** BEGIN Dataset rows **
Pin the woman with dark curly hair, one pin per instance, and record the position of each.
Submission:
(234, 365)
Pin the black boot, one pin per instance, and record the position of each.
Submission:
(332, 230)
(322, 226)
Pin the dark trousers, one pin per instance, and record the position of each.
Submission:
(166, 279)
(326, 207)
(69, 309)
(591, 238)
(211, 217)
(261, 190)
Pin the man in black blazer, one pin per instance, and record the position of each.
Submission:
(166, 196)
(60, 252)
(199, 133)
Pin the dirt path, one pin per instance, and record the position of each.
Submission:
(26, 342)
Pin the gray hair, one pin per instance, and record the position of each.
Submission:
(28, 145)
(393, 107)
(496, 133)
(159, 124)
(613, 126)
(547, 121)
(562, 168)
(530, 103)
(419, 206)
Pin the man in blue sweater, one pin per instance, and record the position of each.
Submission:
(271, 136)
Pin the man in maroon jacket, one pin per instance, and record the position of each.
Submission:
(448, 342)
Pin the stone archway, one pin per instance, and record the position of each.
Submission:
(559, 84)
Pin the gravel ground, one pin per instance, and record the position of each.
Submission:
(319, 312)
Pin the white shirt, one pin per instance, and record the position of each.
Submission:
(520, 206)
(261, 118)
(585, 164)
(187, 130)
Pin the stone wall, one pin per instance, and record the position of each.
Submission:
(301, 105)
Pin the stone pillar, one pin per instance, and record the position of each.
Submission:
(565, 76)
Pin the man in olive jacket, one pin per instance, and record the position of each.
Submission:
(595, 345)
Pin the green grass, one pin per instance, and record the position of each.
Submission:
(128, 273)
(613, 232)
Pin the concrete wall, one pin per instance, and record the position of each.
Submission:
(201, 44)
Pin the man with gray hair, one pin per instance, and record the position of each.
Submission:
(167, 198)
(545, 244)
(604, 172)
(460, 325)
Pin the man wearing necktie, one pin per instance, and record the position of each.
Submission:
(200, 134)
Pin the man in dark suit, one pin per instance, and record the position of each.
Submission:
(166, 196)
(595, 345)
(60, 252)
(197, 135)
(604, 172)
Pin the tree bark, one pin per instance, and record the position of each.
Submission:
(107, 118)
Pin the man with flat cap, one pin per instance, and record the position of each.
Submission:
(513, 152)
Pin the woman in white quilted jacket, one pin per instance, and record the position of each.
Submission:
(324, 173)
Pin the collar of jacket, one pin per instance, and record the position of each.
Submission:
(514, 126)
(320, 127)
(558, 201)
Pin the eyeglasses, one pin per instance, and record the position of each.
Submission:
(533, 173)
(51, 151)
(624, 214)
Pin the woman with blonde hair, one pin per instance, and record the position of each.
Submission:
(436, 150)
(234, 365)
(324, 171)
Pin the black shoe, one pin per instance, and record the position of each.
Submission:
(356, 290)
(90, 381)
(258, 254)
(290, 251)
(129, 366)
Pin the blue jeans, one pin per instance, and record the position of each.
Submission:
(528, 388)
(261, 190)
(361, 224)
** END Dataset rows **
Problem description:
Reproduce verbatim every line from the one containing "Pin the blue" through the final line of the items above.

Task answer:
Pin the blue jeans, one pin per instance, and record the position of each.
Submission:
(528, 388)
(261, 190)
(361, 224)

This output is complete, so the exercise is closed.